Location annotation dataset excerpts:
************

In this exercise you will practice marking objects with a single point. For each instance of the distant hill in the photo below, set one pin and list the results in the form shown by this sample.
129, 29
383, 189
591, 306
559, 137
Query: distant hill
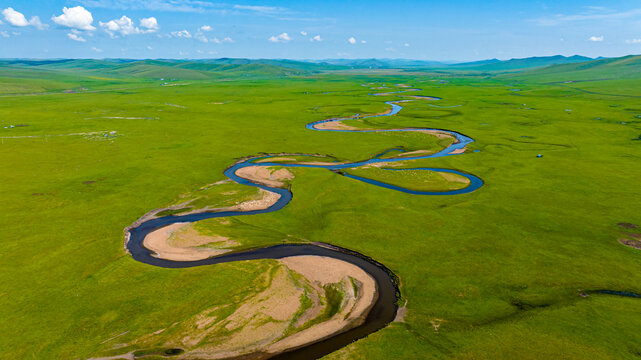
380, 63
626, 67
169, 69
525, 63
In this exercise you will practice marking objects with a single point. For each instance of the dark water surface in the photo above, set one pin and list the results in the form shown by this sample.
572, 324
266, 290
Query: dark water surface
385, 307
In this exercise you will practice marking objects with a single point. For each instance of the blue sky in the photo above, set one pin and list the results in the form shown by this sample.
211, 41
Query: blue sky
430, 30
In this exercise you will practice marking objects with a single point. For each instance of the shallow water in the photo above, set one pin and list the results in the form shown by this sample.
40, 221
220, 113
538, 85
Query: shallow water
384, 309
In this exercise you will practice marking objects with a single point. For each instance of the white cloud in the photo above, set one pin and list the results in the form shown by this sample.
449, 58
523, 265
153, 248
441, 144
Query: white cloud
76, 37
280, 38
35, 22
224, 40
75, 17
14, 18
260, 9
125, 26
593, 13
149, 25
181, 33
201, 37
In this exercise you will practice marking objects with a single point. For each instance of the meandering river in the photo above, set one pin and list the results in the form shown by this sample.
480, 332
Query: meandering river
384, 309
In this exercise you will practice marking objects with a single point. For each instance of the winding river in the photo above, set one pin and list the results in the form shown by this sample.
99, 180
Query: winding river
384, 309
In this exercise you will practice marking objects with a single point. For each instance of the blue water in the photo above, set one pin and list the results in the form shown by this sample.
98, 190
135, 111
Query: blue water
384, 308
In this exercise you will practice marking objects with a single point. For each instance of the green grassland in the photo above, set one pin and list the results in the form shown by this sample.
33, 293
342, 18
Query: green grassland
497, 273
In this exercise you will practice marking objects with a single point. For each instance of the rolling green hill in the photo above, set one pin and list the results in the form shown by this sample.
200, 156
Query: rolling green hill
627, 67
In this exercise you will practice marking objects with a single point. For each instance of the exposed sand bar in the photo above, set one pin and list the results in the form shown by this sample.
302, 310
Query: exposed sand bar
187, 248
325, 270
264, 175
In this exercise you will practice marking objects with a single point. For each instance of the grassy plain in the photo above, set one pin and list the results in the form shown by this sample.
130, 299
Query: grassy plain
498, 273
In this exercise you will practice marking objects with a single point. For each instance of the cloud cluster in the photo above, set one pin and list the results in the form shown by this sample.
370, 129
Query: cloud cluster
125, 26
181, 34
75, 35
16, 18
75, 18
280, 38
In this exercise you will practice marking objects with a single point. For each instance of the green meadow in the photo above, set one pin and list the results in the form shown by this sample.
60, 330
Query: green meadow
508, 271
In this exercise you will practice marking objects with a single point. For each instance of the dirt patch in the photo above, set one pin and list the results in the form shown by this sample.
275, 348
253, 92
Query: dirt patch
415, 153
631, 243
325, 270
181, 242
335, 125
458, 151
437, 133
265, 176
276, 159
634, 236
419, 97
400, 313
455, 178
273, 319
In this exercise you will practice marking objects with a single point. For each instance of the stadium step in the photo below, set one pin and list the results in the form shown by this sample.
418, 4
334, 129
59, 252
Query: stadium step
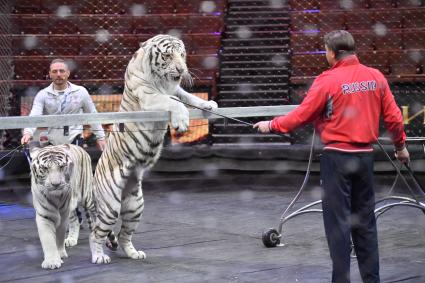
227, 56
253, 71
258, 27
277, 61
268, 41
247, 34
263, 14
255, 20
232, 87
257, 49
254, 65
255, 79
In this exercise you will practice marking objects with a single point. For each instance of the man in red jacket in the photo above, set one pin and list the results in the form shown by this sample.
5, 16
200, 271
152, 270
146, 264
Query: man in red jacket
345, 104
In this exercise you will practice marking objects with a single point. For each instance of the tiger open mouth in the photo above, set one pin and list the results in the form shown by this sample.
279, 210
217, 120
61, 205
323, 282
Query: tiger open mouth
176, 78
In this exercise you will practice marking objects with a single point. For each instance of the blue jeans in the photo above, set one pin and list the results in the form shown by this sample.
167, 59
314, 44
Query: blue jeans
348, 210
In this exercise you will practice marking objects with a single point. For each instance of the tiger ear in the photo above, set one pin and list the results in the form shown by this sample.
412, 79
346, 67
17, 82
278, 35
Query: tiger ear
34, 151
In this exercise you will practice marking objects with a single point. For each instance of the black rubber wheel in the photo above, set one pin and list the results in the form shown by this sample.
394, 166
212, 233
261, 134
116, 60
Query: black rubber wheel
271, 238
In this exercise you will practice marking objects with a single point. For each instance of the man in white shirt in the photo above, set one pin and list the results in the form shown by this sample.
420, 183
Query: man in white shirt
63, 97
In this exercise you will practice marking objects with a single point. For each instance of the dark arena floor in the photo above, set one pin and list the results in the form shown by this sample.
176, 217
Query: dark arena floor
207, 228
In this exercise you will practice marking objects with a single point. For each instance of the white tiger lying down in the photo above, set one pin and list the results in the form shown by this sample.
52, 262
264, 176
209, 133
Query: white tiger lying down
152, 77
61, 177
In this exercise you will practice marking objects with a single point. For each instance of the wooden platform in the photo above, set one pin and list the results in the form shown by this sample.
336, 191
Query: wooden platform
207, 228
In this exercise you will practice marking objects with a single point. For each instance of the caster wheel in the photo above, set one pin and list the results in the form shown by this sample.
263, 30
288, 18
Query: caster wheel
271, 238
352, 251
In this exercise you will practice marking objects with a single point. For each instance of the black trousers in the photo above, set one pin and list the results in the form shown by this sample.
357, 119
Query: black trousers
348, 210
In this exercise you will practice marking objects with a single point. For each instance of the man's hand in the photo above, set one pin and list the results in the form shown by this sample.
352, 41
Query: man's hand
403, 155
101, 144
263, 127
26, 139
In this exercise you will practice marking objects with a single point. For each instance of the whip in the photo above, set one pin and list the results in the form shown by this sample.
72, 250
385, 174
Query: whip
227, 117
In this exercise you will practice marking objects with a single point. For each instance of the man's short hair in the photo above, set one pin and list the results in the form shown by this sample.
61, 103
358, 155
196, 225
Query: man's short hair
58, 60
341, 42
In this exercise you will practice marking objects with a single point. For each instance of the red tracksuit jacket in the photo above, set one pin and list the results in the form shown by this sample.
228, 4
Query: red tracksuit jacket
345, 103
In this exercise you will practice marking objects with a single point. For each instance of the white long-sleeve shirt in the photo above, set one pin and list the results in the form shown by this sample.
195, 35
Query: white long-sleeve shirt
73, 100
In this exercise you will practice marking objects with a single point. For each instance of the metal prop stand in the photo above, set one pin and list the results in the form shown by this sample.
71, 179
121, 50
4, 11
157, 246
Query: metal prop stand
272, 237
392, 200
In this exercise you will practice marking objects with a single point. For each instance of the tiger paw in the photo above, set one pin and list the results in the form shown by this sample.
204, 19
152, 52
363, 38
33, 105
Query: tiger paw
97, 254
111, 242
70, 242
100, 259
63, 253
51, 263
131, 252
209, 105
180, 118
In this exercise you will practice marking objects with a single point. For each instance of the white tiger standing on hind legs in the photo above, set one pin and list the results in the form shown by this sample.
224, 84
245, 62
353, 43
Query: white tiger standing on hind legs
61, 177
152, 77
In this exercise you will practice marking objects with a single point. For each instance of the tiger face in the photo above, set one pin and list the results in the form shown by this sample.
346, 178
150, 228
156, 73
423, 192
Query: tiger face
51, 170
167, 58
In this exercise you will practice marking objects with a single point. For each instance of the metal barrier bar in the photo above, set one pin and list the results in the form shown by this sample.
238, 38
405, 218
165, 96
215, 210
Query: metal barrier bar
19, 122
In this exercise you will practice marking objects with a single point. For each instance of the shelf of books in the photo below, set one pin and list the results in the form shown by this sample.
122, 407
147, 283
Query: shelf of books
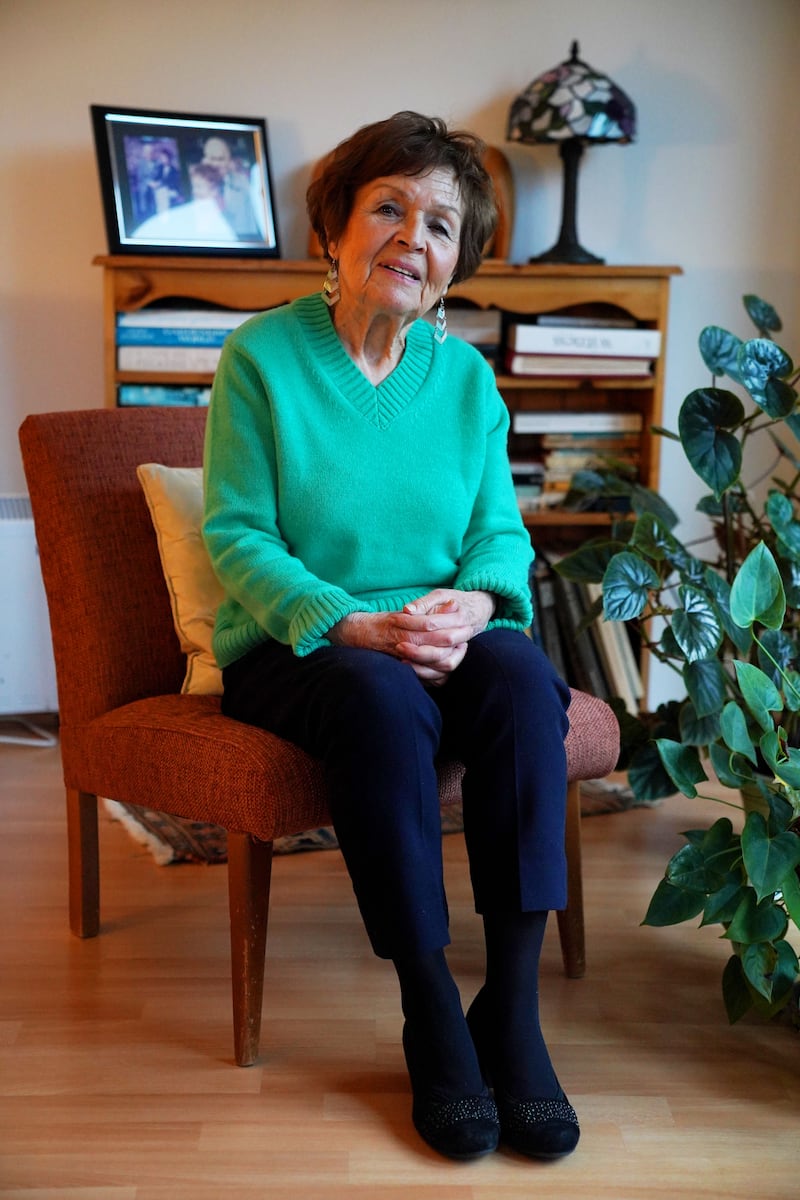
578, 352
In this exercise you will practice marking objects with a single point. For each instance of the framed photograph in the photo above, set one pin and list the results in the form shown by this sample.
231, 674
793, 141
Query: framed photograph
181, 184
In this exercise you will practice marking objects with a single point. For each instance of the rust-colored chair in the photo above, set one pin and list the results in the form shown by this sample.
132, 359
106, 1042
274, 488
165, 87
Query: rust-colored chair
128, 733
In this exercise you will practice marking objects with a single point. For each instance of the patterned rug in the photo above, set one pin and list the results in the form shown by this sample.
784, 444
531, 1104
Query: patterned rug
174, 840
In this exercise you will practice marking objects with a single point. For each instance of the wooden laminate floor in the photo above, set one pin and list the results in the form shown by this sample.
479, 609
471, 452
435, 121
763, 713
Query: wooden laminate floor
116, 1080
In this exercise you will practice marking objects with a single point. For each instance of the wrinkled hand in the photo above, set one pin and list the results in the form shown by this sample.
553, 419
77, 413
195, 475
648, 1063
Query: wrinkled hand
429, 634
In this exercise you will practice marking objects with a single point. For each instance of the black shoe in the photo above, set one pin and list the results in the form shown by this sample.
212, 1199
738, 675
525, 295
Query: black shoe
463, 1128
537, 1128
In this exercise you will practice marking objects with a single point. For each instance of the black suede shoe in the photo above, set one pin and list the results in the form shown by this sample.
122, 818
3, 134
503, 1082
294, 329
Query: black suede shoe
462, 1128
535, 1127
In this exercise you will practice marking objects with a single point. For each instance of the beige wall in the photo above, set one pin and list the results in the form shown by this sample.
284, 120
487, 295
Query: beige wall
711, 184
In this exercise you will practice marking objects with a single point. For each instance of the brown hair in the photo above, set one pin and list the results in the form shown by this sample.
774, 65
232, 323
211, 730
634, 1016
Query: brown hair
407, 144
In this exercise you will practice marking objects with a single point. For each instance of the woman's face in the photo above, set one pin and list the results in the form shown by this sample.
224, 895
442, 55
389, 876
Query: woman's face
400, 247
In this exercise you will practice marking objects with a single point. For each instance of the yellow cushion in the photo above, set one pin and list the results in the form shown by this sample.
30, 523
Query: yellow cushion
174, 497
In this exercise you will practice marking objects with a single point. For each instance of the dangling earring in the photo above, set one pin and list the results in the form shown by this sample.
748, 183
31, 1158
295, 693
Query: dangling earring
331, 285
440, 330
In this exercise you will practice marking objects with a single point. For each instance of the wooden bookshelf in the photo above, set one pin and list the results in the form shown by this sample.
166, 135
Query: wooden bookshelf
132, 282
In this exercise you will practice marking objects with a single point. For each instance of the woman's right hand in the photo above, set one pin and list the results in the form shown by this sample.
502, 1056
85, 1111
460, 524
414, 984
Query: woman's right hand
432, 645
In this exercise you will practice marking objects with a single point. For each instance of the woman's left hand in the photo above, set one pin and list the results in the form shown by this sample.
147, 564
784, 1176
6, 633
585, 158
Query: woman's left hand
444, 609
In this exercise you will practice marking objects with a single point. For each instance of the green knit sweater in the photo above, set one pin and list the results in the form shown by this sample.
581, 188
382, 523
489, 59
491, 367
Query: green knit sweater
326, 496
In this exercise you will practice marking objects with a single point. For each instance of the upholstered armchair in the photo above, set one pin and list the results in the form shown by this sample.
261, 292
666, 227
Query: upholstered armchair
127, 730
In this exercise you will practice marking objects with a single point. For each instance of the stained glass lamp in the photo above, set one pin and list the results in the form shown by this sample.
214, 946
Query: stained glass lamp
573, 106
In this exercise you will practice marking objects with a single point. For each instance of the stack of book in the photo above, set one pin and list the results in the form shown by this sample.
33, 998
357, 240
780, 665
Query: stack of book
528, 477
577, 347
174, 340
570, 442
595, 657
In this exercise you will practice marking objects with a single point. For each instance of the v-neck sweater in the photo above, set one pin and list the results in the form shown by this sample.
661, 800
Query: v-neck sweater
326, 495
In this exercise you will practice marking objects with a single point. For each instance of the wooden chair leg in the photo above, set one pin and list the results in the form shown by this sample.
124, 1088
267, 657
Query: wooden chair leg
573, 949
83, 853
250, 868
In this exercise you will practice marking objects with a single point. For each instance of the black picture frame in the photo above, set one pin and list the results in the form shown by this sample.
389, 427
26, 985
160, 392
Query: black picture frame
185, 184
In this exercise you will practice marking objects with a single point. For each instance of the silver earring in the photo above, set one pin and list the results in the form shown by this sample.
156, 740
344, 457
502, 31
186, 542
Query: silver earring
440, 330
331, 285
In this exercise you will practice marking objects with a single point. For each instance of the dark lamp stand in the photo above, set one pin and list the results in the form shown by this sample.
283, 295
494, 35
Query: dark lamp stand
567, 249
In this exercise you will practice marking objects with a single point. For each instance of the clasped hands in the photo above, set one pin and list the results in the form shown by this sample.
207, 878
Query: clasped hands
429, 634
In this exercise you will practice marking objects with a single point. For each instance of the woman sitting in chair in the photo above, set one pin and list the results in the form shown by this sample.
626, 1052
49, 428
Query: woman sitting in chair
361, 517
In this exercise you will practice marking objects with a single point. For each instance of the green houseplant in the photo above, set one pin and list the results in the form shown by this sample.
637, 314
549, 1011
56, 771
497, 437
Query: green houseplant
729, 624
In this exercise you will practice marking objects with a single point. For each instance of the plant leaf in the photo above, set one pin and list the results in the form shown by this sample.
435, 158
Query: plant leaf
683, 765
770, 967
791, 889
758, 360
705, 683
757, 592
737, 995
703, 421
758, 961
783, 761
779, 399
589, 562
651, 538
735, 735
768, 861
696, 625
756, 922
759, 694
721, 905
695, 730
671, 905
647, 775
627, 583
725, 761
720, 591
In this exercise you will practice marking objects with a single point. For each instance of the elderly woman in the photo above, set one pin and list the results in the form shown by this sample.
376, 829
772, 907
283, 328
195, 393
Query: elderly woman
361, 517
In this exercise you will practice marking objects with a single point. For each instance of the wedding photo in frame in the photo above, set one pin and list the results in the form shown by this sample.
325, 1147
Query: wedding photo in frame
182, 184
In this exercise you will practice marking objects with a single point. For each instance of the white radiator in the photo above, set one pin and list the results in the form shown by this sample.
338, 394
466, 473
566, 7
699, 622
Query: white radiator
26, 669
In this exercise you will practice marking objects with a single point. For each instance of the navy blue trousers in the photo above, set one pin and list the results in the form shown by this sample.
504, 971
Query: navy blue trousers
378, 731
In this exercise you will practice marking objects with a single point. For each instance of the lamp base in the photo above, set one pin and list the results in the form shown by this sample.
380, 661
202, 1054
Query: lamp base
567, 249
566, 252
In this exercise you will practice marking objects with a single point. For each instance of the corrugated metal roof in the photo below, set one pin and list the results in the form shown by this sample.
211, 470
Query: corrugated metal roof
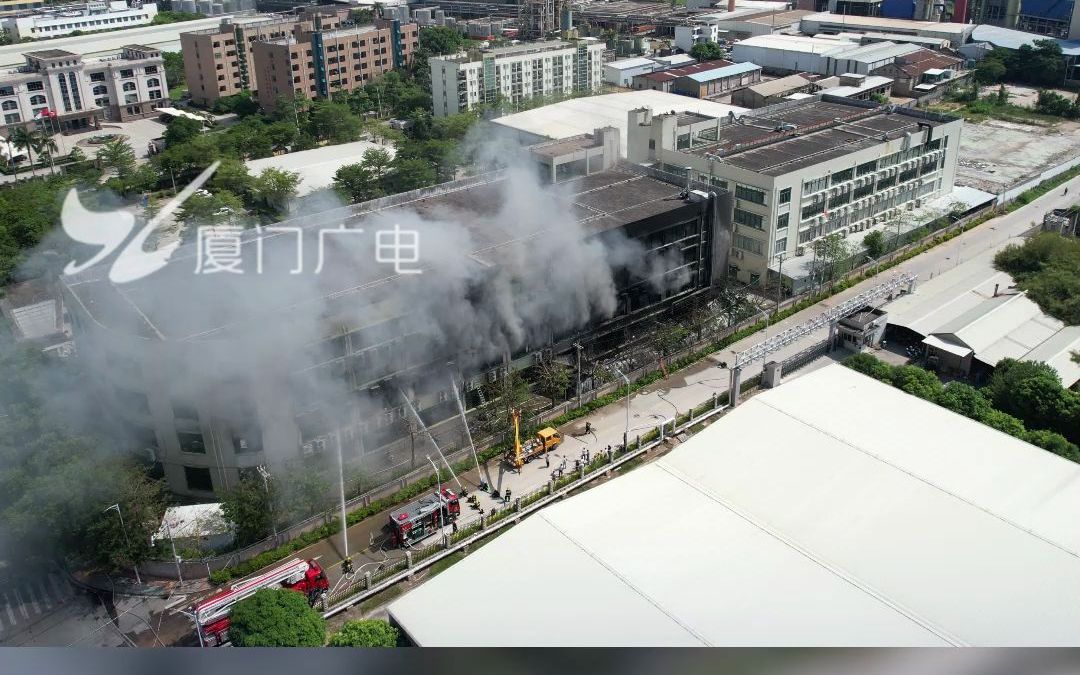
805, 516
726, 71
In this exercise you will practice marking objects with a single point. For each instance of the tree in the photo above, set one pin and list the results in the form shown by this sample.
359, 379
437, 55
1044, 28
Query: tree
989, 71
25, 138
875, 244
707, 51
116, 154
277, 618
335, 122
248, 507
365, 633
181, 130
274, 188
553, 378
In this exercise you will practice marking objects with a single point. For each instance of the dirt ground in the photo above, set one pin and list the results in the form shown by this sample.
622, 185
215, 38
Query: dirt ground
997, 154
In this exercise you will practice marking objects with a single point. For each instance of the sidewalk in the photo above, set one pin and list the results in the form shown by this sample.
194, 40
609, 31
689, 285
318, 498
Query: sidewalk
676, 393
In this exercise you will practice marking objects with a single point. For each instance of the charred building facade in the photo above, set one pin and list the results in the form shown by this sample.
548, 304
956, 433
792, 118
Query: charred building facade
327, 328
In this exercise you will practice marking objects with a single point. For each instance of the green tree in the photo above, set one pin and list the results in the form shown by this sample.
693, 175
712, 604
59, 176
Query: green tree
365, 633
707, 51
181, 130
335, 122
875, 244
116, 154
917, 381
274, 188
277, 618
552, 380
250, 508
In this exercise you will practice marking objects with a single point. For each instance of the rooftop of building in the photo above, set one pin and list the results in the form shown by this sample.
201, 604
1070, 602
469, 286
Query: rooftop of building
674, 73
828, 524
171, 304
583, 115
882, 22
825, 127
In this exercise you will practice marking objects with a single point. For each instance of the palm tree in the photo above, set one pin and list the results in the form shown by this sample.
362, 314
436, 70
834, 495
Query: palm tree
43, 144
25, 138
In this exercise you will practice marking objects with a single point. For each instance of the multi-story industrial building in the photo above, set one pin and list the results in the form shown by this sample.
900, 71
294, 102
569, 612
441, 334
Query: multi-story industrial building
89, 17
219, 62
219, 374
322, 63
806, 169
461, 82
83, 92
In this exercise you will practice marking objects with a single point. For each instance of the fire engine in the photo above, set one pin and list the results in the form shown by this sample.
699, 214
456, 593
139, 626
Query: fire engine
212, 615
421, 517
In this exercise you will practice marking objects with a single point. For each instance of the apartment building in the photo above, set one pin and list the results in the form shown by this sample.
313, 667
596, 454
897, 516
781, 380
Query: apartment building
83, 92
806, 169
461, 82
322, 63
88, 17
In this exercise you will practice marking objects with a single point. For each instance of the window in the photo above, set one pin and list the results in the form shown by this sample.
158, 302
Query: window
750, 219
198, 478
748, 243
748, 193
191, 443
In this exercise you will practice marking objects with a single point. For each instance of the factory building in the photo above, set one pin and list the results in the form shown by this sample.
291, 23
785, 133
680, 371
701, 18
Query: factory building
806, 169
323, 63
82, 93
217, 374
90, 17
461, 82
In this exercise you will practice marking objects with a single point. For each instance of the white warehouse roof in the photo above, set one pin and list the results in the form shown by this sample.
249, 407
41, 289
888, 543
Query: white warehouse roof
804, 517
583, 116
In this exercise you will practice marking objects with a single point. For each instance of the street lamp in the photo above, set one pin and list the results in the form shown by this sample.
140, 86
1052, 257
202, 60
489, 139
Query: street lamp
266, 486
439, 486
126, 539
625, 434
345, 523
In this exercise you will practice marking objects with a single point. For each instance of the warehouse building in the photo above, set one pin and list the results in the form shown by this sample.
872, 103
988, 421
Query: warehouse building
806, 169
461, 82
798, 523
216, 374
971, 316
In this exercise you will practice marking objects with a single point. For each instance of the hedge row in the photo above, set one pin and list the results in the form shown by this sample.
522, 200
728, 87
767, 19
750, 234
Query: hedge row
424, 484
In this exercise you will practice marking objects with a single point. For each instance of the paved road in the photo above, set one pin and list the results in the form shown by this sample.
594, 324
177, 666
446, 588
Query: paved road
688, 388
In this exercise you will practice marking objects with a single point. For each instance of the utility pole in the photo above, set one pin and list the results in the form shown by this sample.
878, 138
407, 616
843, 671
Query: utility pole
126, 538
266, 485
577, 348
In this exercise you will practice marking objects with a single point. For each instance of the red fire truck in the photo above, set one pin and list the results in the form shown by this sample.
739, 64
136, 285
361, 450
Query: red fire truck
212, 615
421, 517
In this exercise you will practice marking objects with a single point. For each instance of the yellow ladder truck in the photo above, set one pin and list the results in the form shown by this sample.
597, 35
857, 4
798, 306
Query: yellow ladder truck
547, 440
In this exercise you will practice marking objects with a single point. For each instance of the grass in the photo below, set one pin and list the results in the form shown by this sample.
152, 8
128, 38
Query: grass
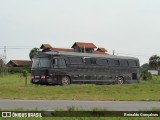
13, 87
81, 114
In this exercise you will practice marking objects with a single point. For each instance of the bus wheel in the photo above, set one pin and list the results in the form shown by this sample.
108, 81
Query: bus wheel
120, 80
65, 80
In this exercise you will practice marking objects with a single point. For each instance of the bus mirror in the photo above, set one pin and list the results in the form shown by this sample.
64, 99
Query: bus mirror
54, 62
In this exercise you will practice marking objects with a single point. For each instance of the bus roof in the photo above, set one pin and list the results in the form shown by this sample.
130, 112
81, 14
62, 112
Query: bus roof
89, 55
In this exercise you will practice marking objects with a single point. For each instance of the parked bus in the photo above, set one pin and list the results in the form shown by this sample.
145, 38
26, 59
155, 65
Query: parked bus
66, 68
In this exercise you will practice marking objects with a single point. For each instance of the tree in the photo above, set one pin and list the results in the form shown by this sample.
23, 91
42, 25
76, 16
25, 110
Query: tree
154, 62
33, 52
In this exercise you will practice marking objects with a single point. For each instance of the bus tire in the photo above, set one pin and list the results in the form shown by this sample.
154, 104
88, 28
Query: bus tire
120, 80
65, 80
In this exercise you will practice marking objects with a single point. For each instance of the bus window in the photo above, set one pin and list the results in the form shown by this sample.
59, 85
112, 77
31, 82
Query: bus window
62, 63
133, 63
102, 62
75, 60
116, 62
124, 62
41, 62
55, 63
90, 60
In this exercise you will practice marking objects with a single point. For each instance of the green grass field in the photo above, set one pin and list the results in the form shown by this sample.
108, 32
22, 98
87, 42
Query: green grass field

************

Reproduce the records from the line containing "grass field in" through the end of the records, substituting "open meadow" for "green grass field" and keeping everything else unchanged.

In this exercise you will practice marking objects with a single point. For each instance of the open meadow in the photo above, set one pin and list the results in the form shown by this sample.
108, 32
22, 98
87, 42
Query: open meadow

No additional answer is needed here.